## Exercise task 1
In the text on character encoding, what is the special sequence of bytes that Unicode files sometimes begin with called?

## Text
◇ ◇ ◇
If a document or web page uses fewer than 256 different characters
it could encode the text (the code points) using one byte per code unit
(and thus, each code unit is one code point, the number representing one
character).
While the most commonly used code units are bytes, 16-bit (2 byte)
or 32-bit (4-byte) integers can also be used for internal processing.
There are a number of such multi-byte character encoding schemes
popular today.
UTF-32, UTF-16, and UTF-8 are
character encoding schemes for the
coded character set of the Unicode standard.
But ASCII, Latin I, Big5
(Taiwanese),
and other sub-sets of Unicode are still common.
Unicode files sometimes begin with a special sequence of bytes known as the
byte order mark, or BOM
.
This can be used to identify the
endianness of text,
indicate that the data is Unicode text, and even identify the
character encoding scheme used.
(See BOM
FAQ.)
Note that in general it isn't possible to determine the encoding scheme used;
a BOM can help in many cases but will confuse some software (some Web Browsers
will try to display the BOM for example.)
Some common (character) encoding schemes are:
UTF-32 simply represents each Unicode code point as the 32-bit integer of the same value. It's clearly the most convenient representation for internal processing, but uses significantly more memory than necessary if used as a general text representation.
◇ ◇ ◇
Outline records:
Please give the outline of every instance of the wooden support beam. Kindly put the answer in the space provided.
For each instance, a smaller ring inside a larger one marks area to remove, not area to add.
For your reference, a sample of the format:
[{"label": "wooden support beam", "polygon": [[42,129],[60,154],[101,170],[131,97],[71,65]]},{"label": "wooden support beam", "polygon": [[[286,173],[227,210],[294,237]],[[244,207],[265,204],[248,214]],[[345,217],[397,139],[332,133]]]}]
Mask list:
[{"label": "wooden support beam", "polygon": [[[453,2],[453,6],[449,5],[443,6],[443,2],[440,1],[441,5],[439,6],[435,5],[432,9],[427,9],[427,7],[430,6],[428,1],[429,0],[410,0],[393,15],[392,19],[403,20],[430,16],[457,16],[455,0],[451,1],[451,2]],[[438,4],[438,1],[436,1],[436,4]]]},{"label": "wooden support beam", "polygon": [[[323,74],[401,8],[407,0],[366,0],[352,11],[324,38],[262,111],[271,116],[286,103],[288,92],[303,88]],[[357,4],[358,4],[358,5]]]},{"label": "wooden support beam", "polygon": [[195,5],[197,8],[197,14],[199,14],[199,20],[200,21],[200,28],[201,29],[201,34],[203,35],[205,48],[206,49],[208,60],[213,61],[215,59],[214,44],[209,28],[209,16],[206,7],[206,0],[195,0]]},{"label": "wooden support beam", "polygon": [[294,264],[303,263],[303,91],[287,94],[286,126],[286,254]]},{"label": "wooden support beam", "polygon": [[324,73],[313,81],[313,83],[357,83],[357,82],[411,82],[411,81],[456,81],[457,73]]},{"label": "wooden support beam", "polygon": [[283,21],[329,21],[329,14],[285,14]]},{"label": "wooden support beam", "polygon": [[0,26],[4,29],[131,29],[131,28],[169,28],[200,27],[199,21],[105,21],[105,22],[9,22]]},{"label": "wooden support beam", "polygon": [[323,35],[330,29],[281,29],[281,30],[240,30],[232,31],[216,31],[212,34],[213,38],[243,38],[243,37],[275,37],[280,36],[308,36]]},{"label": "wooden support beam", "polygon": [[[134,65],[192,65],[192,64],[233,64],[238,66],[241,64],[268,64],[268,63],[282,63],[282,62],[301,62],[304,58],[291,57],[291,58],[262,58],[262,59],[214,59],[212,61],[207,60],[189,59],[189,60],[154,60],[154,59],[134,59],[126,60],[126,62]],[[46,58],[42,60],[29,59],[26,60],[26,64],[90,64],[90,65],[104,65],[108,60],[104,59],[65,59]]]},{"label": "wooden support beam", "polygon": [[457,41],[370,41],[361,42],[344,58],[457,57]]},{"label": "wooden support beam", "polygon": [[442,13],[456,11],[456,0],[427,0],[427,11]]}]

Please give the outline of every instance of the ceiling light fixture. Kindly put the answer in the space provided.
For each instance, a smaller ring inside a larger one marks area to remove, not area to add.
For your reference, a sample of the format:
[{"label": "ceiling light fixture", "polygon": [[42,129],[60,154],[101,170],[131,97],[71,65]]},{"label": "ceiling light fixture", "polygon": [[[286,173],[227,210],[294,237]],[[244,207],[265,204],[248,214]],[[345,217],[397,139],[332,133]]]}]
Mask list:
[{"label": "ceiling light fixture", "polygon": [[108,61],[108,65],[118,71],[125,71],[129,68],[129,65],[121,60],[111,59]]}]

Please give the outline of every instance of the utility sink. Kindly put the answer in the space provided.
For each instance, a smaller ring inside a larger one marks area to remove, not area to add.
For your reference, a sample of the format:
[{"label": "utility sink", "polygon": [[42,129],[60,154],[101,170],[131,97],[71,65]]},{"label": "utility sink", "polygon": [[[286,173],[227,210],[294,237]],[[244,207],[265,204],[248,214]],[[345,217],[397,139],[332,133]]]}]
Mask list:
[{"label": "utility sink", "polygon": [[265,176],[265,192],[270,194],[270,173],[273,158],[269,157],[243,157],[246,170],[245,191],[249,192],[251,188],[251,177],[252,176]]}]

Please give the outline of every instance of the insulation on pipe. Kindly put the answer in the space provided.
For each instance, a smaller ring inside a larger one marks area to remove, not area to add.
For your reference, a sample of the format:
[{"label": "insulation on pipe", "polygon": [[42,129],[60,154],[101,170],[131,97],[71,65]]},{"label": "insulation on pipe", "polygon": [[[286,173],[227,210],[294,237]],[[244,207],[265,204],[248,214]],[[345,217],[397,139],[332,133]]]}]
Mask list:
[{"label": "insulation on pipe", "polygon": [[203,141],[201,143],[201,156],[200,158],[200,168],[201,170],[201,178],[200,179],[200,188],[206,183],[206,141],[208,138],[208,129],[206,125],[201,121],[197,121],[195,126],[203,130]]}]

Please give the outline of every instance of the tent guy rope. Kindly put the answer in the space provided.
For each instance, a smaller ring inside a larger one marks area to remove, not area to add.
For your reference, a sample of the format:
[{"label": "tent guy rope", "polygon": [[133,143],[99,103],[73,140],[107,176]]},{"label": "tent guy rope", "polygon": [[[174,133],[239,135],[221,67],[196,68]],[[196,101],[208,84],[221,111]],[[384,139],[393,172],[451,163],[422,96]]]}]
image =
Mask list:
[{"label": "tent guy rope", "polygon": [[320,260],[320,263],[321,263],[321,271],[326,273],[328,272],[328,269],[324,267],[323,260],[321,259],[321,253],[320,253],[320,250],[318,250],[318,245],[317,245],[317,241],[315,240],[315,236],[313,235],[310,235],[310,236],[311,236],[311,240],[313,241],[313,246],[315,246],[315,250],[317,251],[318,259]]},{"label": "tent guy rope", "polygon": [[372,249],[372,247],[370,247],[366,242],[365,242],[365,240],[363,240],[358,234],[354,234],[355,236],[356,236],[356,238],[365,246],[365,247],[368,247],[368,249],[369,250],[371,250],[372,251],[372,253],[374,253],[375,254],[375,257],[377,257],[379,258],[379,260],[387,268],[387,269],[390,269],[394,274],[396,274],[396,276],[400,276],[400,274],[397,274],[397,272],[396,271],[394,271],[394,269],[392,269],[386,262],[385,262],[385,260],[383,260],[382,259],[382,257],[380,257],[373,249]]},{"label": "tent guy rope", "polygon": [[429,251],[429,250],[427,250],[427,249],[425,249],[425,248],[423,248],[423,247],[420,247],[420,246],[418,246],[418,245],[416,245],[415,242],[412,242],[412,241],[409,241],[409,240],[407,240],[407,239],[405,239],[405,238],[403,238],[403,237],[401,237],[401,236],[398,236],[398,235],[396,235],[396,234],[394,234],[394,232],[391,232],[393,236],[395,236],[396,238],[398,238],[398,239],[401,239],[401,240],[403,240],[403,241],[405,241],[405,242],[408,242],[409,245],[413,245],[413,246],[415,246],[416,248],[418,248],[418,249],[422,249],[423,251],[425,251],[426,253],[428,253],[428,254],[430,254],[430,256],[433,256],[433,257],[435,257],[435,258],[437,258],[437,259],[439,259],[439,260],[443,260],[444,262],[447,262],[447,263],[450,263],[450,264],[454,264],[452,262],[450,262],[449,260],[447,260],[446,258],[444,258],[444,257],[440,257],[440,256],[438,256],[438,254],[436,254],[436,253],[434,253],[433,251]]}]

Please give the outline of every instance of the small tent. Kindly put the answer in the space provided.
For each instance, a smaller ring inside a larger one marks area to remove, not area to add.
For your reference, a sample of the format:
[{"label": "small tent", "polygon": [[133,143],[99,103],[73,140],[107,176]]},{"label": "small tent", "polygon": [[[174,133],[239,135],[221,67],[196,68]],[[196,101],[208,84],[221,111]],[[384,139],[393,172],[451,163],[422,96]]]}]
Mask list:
◇ ◇ ◇
## Exercise task 2
Rewrite the outline entries from the line containing "Please give the outline of every instance of the small" through the end of the entries, inclusive, replacing "small tent" with "dome tent" and leaving everything else unchanged.

## Worked solution 1
It is called the byte order mark, or BOM.

## Worked solution 2
Please give the outline of every instance of the dome tent. Kindly put the answer in the space provided.
For each instance, a smaller ring inside a larger one marks area to remove, not area to add.
For your reference, a sample of the format:
[{"label": "dome tent", "polygon": [[133,143],[99,103],[73,140],[107,176]]},{"label": "dome tent", "polygon": [[[174,133],[239,135],[221,67],[196,68]],[[196,101],[208,84],[221,111]],[[384,139],[393,172],[451,163],[422,96]]]}]
Mask list:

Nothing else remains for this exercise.